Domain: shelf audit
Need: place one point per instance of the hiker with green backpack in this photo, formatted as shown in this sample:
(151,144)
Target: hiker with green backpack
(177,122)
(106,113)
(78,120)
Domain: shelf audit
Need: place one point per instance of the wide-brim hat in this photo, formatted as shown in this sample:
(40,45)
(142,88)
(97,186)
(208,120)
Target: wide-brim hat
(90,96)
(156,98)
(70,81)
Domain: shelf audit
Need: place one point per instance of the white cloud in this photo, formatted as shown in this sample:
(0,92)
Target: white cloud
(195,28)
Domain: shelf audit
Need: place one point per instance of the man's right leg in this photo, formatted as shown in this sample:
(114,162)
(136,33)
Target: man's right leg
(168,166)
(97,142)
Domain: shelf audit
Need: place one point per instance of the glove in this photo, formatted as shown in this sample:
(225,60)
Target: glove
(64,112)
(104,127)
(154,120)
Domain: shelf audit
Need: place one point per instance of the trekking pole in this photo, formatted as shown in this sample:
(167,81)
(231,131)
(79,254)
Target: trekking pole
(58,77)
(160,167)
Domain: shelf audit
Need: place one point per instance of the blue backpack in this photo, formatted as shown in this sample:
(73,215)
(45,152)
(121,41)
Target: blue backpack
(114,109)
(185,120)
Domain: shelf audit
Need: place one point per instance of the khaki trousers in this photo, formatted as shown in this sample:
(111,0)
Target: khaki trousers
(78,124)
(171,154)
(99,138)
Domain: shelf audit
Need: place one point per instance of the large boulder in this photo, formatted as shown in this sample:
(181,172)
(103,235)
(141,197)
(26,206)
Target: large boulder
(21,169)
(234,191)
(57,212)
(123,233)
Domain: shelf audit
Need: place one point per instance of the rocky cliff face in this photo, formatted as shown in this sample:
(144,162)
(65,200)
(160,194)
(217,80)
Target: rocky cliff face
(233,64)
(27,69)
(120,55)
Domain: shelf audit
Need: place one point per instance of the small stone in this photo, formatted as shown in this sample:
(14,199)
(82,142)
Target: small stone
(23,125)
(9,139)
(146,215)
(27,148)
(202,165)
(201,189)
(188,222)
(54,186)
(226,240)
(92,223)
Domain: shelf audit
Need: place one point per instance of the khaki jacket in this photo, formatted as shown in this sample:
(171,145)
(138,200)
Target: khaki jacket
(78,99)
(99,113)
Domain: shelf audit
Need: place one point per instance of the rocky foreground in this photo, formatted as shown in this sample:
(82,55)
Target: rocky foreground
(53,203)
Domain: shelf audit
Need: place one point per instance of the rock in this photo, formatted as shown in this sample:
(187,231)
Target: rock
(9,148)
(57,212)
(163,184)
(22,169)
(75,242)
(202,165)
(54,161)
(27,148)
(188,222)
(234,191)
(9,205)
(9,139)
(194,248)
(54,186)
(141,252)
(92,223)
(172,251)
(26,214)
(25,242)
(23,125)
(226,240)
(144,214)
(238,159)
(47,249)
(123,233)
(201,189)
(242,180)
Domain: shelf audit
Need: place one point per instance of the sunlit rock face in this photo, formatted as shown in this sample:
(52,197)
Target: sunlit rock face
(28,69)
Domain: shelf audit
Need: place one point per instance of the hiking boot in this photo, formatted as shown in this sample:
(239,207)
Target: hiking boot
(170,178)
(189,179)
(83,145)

※

*Instructions for the task*: Every word in the records must appear in your copy exactly as it does above.

*Response*:
Domain: shelf audit
Need: place one point per instance of the hiker with green backpack in this photo, formatted as shown in this sample:
(151,144)
Target: hiker with green backpack
(177,122)
(106,113)
(78,120)
Domain: shelf audit
Need: place one point per instance of the wide-brim hat in this photo, formatted as shown in this sample:
(40,45)
(142,88)
(97,186)
(208,120)
Target: wide-brim hat
(90,96)
(156,98)
(70,81)
Domain: shelf audit
Need: place one point per instance of the white cloud in this photo, formatted as shown in this sample:
(0,92)
Target: white cloud
(195,28)
Domain: shelf audit
Need: place one point per instance of the man's right leg in this photo, formatted as shown in this sample:
(114,162)
(136,33)
Target: man's right leg
(168,166)
(97,142)
Domain: shelf audit
Need: place one point per instance of the glove in this photo, formatted as shown in this sample:
(225,60)
Target: glove
(64,112)
(104,127)
(154,120)
Domain: shelf audit
Need: place one point per instance of the trekking pole in this photo, formatted as shown in this sample:
(167,81)
(231,131)
(79,254)
Target: trekking pole
(58,77)
(160,167)
Domain: shelf audit
Need: place one point per instance of the blue backpack in this photo, formatted as shown in this sample:
(73,215)
(45,152)
(121,41)
Target: blue backpack
(114,109)
(185,120)
Domain: shelf audit
Need: place one point per instance of the khaki trousers in this photo, formatted as shown in this sample:
(111,0)
Target: khaki trousers
(78,124)
(171,154)
(99,138)
Domain: shelf audit
Need: place one point per instance of the large boulder in this photo, formatted as shown in this sample:
(181,172)
(103,235)
(141,197)
(26,206)
Target: large boulder
(21,169)
(234,191)
(57,212)
(123,233)
Domain: shelf audit
Need: place one point per instance of the rocky cliff face in this photo, formatted as shown in this sample:
(144,162)
(65,200)
(160,194)
(217,80)
Target: rocky cliff face
(233,64)
(27,69)
(120,55)
Domain: shelf audit
Need: place one point per instance of the small stone in this photo, formatted as shown in this sample:
(14,199)
(82,142)
Target: small stone
(23,125)
(9,139)
(146,215)
(27,148)
(202,165)
(201,189)
(188,222)
(54,186)
(226,240)
(92,223)
Domain: shelf audit
Need: place one point per instance of the khaki jacket in this photo, formatted as shown in this sample:
(171,145)
(138,200)
Target: khaki jacket
(78,99)
(99,113)
Domain: shelf audit
Need: place one point per instance of the rocky foreground in this photo, formatted as shown in this sample:
(82,55)
Target: rocky foreground
(53,203)
Domain: shelf audit
Need: place one point per instance of the rock in this photo, formatted as shown in this sample:
(187,231)
Target: rock
(9,148)
(57,212)
(163,184)
(22,169)
(75,242)
(202,165)
(54,161)
(27,148)
(188,222)
(234,191)
(9,205)
(9,139)
(194,248)
(54,186)
(141,252)
(92,223)
(172,251)
(26,214)
(25,242)
(23,125)
(226,240)
(144,214)
(238,159)
(47,249)
(123,233)
(201,189)
(242,180)
Domain: shelf audit
Need: place one point per instance of the sunlit rock face in this photo, formatted as shown in this sample:
(52,197)
Target: sunlit rock face
(28,69)
Domain: shelf audit
Need: place one point per instance of the hiking boot in this photo, formatted as shown in this sample:
(239,207)
Target: hiking boot
(170,178)
(189,179)
(83,145)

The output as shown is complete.